-- Supplied passage follows --

Tata Steel is integrating Energy Nest's thermal energy storage system into one of the steelmaker's plants in the Netherlands. The system captures waste heat in a special concrete and stores it for later use. 

A new technical report issued by the National Renewable Energy Laboratory examines the possibility of replacing fossil-fuel combustion in industry with small nuclear reactors, solar thermal and geothermal energy sources to reduce greenhouse gas emissions. "Phase change materials that exploit the relatively high energy involved in melting or freezing a material" are identified as among the thermal energy storage options critical to such a strategy.  

PCM briefing: Cone calorimeters, thermal effusivity and four new elements

Ben Welter - Tuesday, December 06, 2016

• Registration is open for "Cone Calorimeter: Quantifying Easily Flammability & Heat Release Rate," an online course offered by SpecialChem.com. The instructor is Richard Hull, professor of chemistry and fire science at the University of Central Lancashire. The course will be held at 10 a.m. EST on Dec. 8. The cost is $309 for three participants on a single connection.

C-Therm is promoting its TCi thermal conductivity analyzer as a tool to directly measure "thermal effusivity," a material's ability to exchange thermal energy with its surroundings. Sarah Ackermann, laboratory services manager at Thermal Analysis Labs, says direct measurement of a PCM's thermal effusivity is not subject to "errors associated with the assumption of constant density and thermal conductivity the way most of the DSC calculations are."

-- Supplied passage concluded --

__To do__
1. In the thermal energy storage news text, who teaches the online cone calorimeter course?
2. Write the next part of the thermal energy storage news text, starting after its last sentence.

-- Entries supplied follows --

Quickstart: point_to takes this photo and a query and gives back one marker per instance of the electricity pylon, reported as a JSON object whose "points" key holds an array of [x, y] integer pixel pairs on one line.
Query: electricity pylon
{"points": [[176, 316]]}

-- Entries supplied concluded --
-- Entries supplied follows --

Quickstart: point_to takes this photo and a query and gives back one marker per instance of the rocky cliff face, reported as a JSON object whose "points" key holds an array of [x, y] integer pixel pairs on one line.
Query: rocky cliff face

-- Entries supplied concluded --

__Outputs for the tasks__
1. Richard Hull, professor of chemistry and fire science at the University of Central Lancashire.

2.
Google has confirmed it will hit its target of offsetting 100 percent of the energy used at its data centers and offices with power from renewable sources in 2017. LinkedIn, meanwhile, has opened what it describes as its first “net zero energy” building at its campus in Sunnyvale, Calif.

• The International Union of Pure and Applied Chemistry has officially named four new super-heavy elements — nihonium (Nh), moscovium (Mc), tennessine (Ts), and oganesson (Og) — and added them to the periodic table. The lab-created elementw have atomic numbers of 113, 115, 117 and 118, respectively. 

PCM briefing: University of Nebraska installing 2nd TES system; Credo-packing cyclists reach India

Ben Welter - Monday, November 21, 2016

• The University of Nebraska has begun construction on its second thermal energy storage facility in Lincoln. The system will chill water at night and on weekends, when electricity costs are low. The water will be used to cool buildings during the day.

Italian couple cycling across India• Do you remember the Italian couple who began an 18,000-kilometer bike ride in June to raise awareness about diabetes? Chiara Ricciardi and Riccardo Rocchi reached India last week. Ricciardi has type 1 diabetes and requires a daily dose of insulin. She is using Pelican BioThermal's Credo ProMed pack to keep insulin at the right temperature. The pair have pedaled 7,130 kilometers so far, across 13 countries, averaging 49 km per day. Their final destination: Singapore.

• The Naval Post Graduate School’s Integrated Multi-Physics Renewable Energy Laboratory in Monterey, Calif., has integrated the CALMAC's ice-based energy storage technology into an on-site microgrid. The lab is testing and evaluating the integration of a variety of energy storage technologies with solar and wind power.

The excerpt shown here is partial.